Short exercise => Reproduce every one of the items below verbatim, line by line, without altering any wording or punctuation.

Material supplied =>
* START *
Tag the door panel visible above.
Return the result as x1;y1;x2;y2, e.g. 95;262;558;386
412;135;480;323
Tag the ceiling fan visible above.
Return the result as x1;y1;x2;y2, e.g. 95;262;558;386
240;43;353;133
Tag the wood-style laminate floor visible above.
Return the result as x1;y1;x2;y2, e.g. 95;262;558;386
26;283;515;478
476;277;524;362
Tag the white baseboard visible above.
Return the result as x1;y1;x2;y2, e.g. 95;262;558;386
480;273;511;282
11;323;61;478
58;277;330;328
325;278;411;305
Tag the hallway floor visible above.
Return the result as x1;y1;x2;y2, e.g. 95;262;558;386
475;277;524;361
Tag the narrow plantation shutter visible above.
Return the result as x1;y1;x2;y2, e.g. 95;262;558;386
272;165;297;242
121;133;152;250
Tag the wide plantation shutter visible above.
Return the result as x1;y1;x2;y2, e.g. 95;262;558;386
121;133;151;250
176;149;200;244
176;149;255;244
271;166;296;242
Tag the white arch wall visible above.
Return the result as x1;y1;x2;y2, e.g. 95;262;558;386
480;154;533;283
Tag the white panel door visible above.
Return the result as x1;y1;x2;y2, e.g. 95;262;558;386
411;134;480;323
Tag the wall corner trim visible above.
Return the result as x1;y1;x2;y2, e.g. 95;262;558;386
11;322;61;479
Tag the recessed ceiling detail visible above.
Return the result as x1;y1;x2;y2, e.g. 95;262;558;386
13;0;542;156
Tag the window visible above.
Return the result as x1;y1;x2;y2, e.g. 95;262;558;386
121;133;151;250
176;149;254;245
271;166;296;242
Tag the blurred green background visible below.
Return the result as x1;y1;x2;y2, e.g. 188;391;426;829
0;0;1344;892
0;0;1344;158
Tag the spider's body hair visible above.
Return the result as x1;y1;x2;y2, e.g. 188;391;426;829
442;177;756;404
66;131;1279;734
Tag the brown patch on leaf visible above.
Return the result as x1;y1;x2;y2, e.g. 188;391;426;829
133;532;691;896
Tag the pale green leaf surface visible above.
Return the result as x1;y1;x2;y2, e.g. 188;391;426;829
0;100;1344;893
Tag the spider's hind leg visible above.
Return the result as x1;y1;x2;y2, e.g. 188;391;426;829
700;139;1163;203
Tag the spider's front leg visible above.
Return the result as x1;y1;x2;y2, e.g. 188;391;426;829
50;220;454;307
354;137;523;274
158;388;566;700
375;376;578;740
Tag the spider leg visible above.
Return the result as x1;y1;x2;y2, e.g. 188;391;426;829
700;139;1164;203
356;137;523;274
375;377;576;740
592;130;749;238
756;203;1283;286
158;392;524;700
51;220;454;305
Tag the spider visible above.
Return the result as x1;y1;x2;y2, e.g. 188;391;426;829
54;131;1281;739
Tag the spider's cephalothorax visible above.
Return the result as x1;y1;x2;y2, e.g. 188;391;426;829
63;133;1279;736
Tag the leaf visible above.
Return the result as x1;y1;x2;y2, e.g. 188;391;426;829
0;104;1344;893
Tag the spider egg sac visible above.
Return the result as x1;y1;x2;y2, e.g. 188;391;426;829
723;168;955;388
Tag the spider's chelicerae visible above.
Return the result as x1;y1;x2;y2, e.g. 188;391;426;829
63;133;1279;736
* END *
The reply =>
Tag the door panel visible above.
Return the result as x1;y1;x2;y2, e.g. 95;262;558;386
412;135;480;323
Tag the ceiling fan visible above.
Return the result as x1;y1;x2;y2, e.g. 95;262;558;386
240;43;353;133
Tag the wood-style laminate floor visible above.
Return the result as x1;y1;x2;y2, e.g. 95;262;558;386
26;283;515;478
476;277;524;362
Tag the white baseboard visible above.
Return the result as x1;y1;x2;y2, e.g. 95;262;558;386
480;273;511;282
11;323;61;478
58;277;330;328
325;278;411;305
Tag the hallway floor visible above.
Return the result as x1;y1;x2;y2, e.g. 95;262;558;386
475;277;524;361
Tag the narrow plantation shutter visible above.
Return the result as x1;y1;x2;y2, e.g. 95;262;558;386
272;165;297;242
121;133;152;250
Tag the wide plantation shutter visible above.
Return the result as x1;y1;x2;y2, e.g. 95;262;558;386
121;133;151;250
176;149;200;244
176;149;255;244
271;166;296;242
Tag the white arch wall visible above.
Return the result as x1;y1;x2;y2, e.g. 95;262;558;386
480;154;533;283
Tag the white panel door visible above.
Return the result as x1;y1;x2;y2, e.g. 95;262;558;386
411;134;480;323
Tag the wall corner trim visible above.
Return the result as x1;y1;x2;y2, e.g. 95;262;558;386
11;322;61;479
Tag the recessed ceiling detail visible above.
Return the result as x1;y1;x2;y2, e.g. 95;262;558;386
13;0;542;156
Tag the window visible above.
Return the result as x1;y1;x2;y2, e.g. 95;262;558;386
121;133;151;250
176;149;254;245
271;166;296;242
Tag the blurred green background visible below.
Return the result as x1;y1;x2;y2, e.g. 188;391;426;829
0;0;1344;892
0;0;1344;158
Tag the spider's body hair visible above.
Return the result as x1;y1;x2;y2, e.g. 188;391;426;829
442;177;756;404
66;131;1279;734
Tag the brown patch on leaf visible above.
Return the result as x1;y1;x2;y2, e.g. 188;391;426;829
133;532;691;896
Tag the pale green leaf surface visible above.
Return the result as x1;y1;x2;y2, e.g. 188;391;426;829
0;100;1344;893
Tag the spider's hind leg visible above.
Return the result as x1;y1;x2;y2, e.g. 188;391;426;829
700;139;1163;203
Tag the spider's front leg visible above.
Return the result as x1;y1;x2;y2, e.g. 188;391;426;829
50;220;454;307
354;137;523;274
158;388;566;700
375;376;578;740
Tag the spider leg visible above.
Return the result as x1;y1;x2;y2, e.g. 188;391;426;829
700;139;1164;203
356;137;523;274
375;377;576;740
592;130;749;238
756;203;1283;286
158;392;524;700
51;220;454;305
Tag the spider visible above.
Return the result as x1;y1;x2;y2, e.g. 188;391;426;829
54;131;1281;739
Tag the spider's cephalothorax visible above.
Return the result as x1;y1;x2;y2, e.g. 188;391;426;829
63;133;1279;736
Tag the leaf visible above.
Return the result as x1;y1;x2;y2, e.g. 188;391;426;829
0;104;1344;893
Tag the spider egg sac visible above.
Return the result as x1;y1;x2;y2, e.g. 188;391;426;829
723;168;955;388
Tag the spider's chelicerae visible above.
Return the result as x1;y1;x2;y2, e.g. 188;391;426;829
63;133;1279;736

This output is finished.